- _Text extract_
We were able to build a decent but insufficient model in predicting the price of Airbnb listings. Ultimately, I would assert that any quantitative attempt to form an accurate predictive model of Airbnb listing prices will be somewhat flawed as the most important indicator of price is the aesthetic of the home listed. Our willingness to pay is still largely influenced by our impression of the photographs of the listings. Listings with high quality photographs of a beautiful home will undoubtedly command a higher price. The quality of the photographs, however, is not a quantifiable feature that we can account for in our calculations. Furthermore, taste is a highly subjective matter.

Multivariate Analysis

Talk about some of the relationships you observed in this part of the
investigation. Were there features that strengthened each other in terms of
looking at your feature(s) of interest?

The significance of location in determining a listing’s price is enhanced when we examined it across listings with different numbers of bedrooms. We notice that the price premium for listings in Manhattan increases with the number of bedrooms. This is unsurprising as homes with numerous bedrooms are especially difficult to find in Manhattan. We also found that the premium for listings in Brooklyn is not as significant as we might have previously thought.

- _Excerpted records_
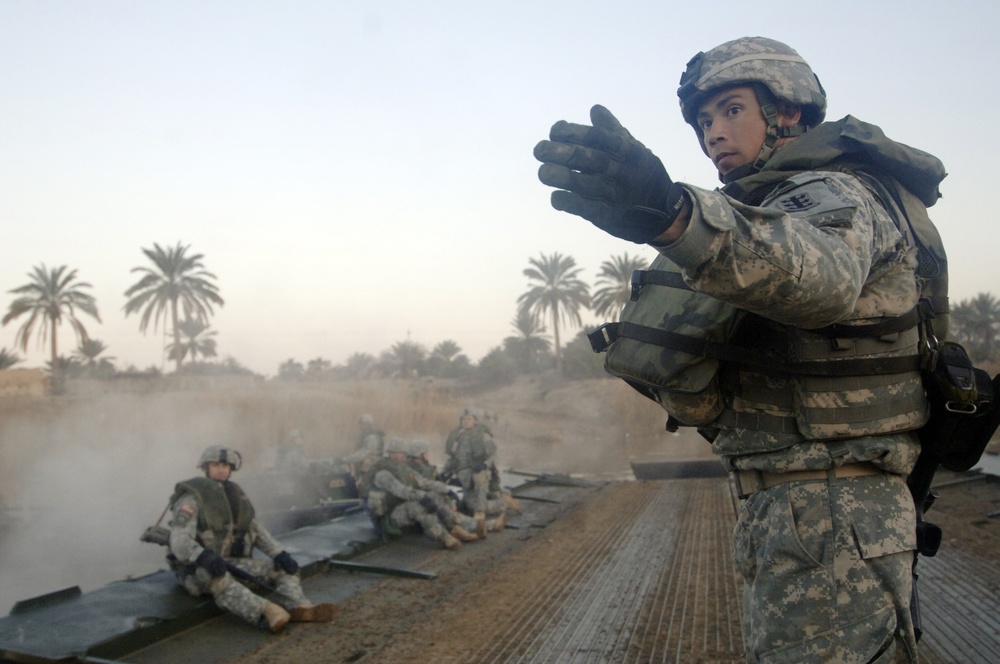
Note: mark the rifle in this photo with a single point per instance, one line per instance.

---

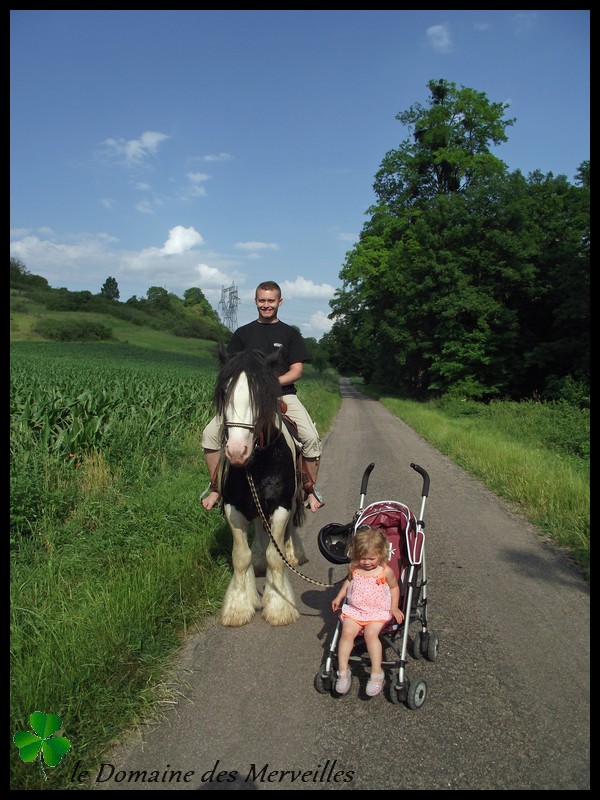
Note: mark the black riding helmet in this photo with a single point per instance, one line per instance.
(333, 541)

- _Exercises to complete_
[1] In the Airbnb pricing text, how does the price premium for Manhattan listings change as the number of bedrooms goes up?
[2] Translate this sentence from the Airbnb pricing text into Spanish: "Furthermore, taste is a highly subjective matter."
[3] Reproduce the Airbnb pricing text from "We were able" to "feature(s) of interest?".

- _Task-by-task results_
[1] It increases with the number of bedrooms.

[2] Además, el gusto es un asunto muy subjetivo.

[3]
We were able to build a decent but insufficient model in predicting the price of Airbnb listings. Ultimately, I would assert that any quantitative attempt to form an accurate predictive model of Airbnb listing prices will be somewhat flawed as the most important indicator of price is the aesthetic of the home listed. Our willingness to pay is still largely influenced by our impression of the photographs of the listings. Listings with high quality photographs of a beautiful home will undoubtedly command a higher price. The quality of the photographs, however, is not a quantifiable feature that we can account for in our calculations. Furthermore, taste is a highly subjective matter.

Multivariate Analysis

Talk about some of the relationships you observed in this part of the
investigation. Were there features that strengthened each other in terms of
looking at your feature(s) of interest?